Region annotation entries:
========

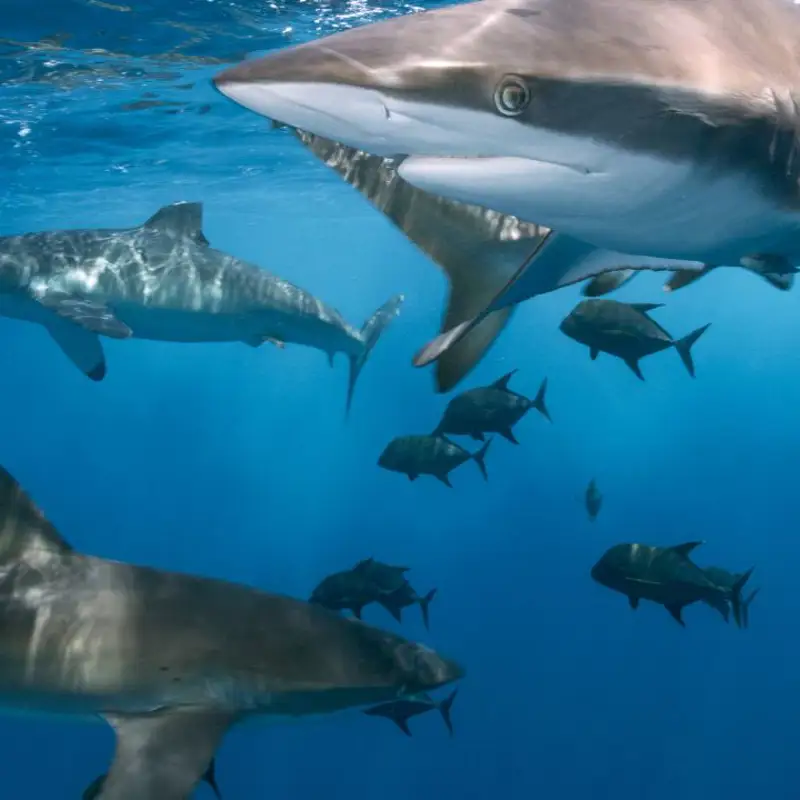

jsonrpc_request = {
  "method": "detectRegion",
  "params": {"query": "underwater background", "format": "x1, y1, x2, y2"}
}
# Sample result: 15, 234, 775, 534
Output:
0, 0, 800, 800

========

What is required: Reproduce every line of the listing above, requests included, without the pictures. Shift each bounding-box coordinate in the answers by adding -135, and leave the numbers in the requests and their sample results unchanged.

Completed task:
jsonrpc_request = {
  "method": "detectRegion",
  "params": {"query": "underwater background", "format": "x1, y1, x2, y2"}
}
# Sample result: 15, 234, 775, 534
Output:
-135, -135, 665, 665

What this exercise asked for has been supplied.